_INFORMATION SUPPLIED_:
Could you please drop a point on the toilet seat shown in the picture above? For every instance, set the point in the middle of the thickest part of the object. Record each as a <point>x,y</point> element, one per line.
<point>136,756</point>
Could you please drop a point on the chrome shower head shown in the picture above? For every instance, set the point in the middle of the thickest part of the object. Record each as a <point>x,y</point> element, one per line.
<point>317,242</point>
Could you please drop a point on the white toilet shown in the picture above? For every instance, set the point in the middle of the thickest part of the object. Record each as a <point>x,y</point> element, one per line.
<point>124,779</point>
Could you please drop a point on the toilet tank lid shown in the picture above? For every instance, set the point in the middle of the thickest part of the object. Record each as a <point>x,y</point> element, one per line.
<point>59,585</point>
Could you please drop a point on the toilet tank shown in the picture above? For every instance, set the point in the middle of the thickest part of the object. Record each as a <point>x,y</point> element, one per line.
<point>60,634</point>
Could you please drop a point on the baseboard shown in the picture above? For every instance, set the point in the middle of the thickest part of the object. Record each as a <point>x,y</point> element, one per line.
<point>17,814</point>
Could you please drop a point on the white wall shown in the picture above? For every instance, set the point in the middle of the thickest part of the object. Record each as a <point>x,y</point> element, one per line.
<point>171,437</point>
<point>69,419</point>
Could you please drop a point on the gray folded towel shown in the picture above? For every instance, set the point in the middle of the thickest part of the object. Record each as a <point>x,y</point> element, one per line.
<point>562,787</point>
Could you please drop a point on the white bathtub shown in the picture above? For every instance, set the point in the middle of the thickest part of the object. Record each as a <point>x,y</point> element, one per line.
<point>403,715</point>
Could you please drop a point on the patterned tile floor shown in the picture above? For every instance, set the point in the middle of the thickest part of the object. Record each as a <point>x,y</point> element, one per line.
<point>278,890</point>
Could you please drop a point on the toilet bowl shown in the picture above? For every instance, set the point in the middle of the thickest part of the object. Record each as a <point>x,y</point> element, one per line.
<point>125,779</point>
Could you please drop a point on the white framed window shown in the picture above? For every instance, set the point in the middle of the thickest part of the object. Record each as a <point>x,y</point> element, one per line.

_TASK REQUIREMENTS_: Retype all the records, matching them exactly.

_RESPONSE TO THE TASK_:
Could you please drop a point on the toilet seat shown in the picture above? For every instance, set the point in the middle of the thickest part of the object. Record each as a <point>x,y</point> element, one per line.
<point>136,756</point>
Could you please drop a point on the chrome shower head shown in the picture above? For every instance, set the point in the middle of the thickest part of the object. Record each as a <point>x,y</point> element, one per line.
<point>317,242</point>
Could you please drop a point on the white toilet shown in the picture above? For every instance, set the point in the middle of the thickest part of the object. Record each as a <point>x,y</point> element, one per line.
<point>124,779</point>
Could you please drop a point on the toilet tank lid shown in the picture above? For every instance, set the point in the middle of the thickest part of the object. Record each as a <point>x,y</point> element, one per line.
<point>59,585</point>
Could you please drop a point on the toilet tank shown in the picture above? For every instance, set the point in the middle of the thickest part of the object. Record each as a <point>x,y</point> element, one per line.
<point>60,634</point>
Could you please drop a point on the baseboard shown in the picture above? For every instance, set the point in the middle of the thickest part of the object. Record each as a <point>x,y</point> element, one per line.
<point>17,814</point>
Could you please drop a point on the white wall shown in the picture above? For every instance, set the point in the middle of the thickest part of the object. Record each as a <point>x,y</point> element, one per line.
<point>171,437</point>
<point>69,419</point>
Could you please drop a point on the gray folded towel shown in the picture above? For every instance, set the point in the middle of the thickest part of the object. Record each as a <point>x,y</point> element, one per line.
<point>562,787</point>
Could you please drop a point on the white bathtub shown in the picture above? For every instance, set the point in the middle of the thickest part of the object. Record each as a <point>x,y</point> element, one per line.
<point>403,715</point>
Could you please drop a point on the patterned tile floor shown in the picture above? For every instance, set the point in the middle of the thickest part of the object. Record each as a <point>x,y</point> element, one per line.
<point>278,890</point>
Could you please drop a point on the toilet bowl shown in the picture above? For every instance, set the point in the middle of the thickest part of the object. Record each as a <point>x,y</point> element, one per line.
<point>125,779</point>
Could you please drop a point on the white framed window shown in the picture above? For every instance, set the point in the middle of the thickest part of the object. Record each as a <point>x,y</point> element, one per line.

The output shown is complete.